Find each line in the entries below that contains the word "mouth" and copy it out. Match case exactly.

** START Provided entries **

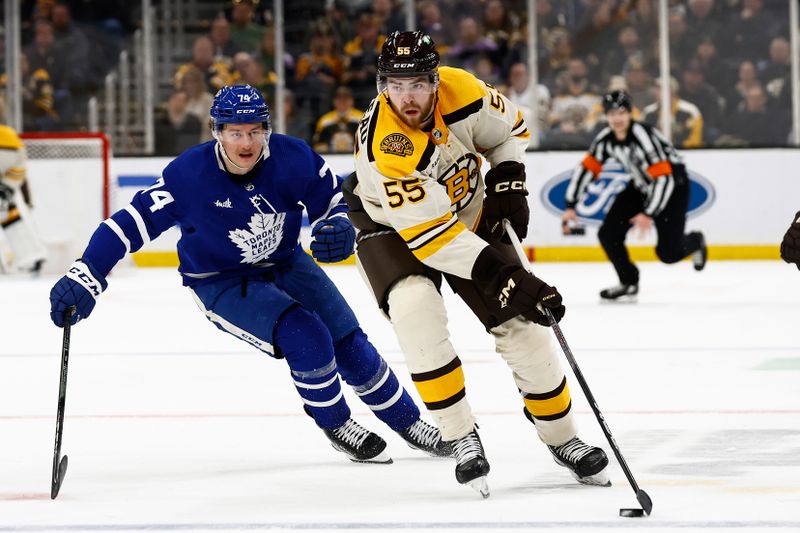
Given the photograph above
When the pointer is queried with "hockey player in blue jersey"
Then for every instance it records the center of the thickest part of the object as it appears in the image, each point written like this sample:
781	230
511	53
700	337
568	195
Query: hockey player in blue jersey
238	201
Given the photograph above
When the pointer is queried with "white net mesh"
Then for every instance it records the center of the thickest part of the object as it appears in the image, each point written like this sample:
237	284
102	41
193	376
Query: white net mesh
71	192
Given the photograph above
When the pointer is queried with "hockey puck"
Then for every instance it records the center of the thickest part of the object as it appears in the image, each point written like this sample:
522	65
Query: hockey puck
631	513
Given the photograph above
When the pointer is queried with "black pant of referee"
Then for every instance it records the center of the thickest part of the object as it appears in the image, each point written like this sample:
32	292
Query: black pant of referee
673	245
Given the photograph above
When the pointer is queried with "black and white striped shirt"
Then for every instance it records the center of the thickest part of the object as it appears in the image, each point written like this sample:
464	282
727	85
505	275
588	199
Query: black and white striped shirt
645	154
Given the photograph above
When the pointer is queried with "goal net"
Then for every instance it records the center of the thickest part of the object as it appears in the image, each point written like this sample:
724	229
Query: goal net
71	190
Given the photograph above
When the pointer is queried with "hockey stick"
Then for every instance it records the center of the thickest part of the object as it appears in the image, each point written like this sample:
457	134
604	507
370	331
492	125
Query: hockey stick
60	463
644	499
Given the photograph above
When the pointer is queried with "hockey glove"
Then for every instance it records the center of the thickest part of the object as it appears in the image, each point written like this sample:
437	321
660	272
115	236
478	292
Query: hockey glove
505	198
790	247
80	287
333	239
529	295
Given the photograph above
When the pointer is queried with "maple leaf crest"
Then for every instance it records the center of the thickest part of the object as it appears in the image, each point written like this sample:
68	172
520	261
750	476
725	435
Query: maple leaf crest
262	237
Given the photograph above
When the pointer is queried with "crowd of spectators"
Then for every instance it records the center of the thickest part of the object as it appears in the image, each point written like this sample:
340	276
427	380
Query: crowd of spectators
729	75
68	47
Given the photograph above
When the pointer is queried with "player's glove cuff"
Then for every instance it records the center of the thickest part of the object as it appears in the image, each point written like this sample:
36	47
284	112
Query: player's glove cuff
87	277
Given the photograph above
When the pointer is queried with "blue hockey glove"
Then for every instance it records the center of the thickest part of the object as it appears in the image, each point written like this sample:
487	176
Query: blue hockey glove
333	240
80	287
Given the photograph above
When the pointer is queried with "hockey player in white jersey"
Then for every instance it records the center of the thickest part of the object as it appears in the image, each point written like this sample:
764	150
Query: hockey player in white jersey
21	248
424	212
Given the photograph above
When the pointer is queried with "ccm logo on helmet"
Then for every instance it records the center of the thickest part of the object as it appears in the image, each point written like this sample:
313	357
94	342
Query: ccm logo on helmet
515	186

** END Provided entries **
** START Provided entries **

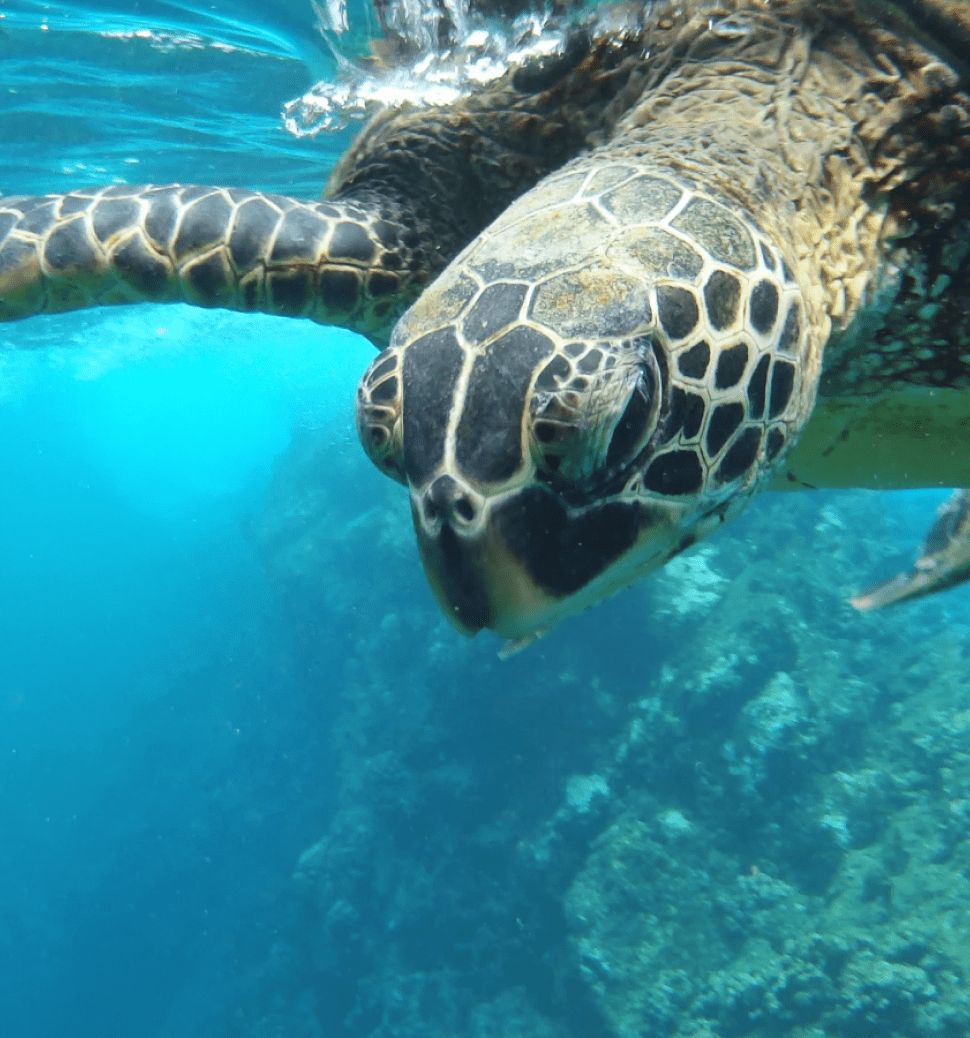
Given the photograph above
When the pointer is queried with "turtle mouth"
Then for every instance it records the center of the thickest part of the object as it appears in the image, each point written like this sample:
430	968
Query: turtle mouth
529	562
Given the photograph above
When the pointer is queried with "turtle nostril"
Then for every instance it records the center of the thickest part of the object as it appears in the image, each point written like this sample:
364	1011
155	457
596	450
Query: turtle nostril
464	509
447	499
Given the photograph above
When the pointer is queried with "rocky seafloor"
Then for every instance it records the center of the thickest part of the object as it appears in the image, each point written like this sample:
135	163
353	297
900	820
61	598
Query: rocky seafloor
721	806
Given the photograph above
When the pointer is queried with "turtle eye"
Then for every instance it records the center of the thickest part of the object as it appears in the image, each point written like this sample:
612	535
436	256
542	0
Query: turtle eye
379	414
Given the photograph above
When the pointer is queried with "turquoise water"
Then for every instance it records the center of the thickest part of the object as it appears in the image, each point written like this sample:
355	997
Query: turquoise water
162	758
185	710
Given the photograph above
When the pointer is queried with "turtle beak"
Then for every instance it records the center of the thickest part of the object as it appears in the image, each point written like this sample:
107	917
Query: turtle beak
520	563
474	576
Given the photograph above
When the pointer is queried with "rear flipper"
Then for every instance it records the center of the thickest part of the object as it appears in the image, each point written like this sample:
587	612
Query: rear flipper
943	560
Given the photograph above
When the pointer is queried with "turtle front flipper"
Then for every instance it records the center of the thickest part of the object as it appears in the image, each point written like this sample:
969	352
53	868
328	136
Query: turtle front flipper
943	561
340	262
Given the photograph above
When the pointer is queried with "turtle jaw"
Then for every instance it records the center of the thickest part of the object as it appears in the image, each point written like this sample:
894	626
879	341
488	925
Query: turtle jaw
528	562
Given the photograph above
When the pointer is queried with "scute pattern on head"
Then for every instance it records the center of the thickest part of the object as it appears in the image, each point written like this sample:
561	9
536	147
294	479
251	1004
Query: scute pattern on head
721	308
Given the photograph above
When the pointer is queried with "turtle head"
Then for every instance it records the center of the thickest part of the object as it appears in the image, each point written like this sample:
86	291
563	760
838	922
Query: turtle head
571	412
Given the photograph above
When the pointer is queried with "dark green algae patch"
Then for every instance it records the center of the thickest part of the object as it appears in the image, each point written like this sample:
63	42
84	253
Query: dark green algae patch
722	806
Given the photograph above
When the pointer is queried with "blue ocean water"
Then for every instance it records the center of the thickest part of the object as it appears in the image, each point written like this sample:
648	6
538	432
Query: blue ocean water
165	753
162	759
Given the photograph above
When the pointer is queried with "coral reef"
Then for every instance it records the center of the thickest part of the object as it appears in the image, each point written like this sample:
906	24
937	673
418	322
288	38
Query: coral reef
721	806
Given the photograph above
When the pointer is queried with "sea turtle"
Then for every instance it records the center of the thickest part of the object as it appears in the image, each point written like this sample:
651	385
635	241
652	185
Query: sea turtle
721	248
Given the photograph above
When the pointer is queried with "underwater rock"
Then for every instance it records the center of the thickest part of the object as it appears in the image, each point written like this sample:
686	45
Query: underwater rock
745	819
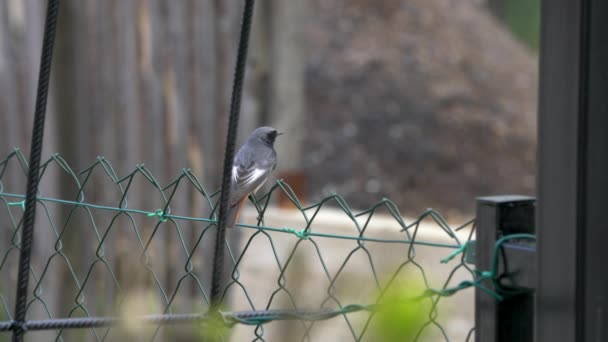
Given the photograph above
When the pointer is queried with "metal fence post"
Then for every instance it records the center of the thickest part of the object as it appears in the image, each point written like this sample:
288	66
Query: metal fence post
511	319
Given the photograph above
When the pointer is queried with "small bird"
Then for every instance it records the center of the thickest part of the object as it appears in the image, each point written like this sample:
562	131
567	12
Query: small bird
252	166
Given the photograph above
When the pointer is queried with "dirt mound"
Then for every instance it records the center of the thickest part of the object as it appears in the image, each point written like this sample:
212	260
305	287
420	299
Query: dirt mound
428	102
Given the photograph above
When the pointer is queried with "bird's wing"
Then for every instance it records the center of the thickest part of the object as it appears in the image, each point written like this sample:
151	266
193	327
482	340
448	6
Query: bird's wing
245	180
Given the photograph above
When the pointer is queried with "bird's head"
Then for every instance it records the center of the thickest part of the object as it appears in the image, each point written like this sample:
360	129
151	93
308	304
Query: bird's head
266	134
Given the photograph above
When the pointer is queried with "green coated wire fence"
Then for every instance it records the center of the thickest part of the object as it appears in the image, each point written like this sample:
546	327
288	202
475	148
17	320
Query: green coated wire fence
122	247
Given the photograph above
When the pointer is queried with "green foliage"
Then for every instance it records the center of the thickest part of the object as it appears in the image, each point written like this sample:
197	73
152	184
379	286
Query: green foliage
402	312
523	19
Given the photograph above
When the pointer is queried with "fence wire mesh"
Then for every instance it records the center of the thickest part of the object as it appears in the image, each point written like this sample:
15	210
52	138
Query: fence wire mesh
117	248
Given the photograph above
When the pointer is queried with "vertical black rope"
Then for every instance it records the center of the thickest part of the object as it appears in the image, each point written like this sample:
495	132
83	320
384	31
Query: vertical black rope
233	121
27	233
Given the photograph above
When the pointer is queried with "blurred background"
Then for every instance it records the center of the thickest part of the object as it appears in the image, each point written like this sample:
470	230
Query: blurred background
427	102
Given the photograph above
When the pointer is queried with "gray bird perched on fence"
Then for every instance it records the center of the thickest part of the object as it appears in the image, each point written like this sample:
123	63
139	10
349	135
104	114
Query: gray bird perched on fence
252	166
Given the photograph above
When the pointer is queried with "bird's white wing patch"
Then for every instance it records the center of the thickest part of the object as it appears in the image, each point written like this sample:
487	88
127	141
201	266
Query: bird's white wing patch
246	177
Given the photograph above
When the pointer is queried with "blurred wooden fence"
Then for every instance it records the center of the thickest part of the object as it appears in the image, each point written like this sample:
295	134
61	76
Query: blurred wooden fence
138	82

** END Provided entries **

- Problem solution
When the pointer is queried with "turtle mouth"
Query: turtle mouth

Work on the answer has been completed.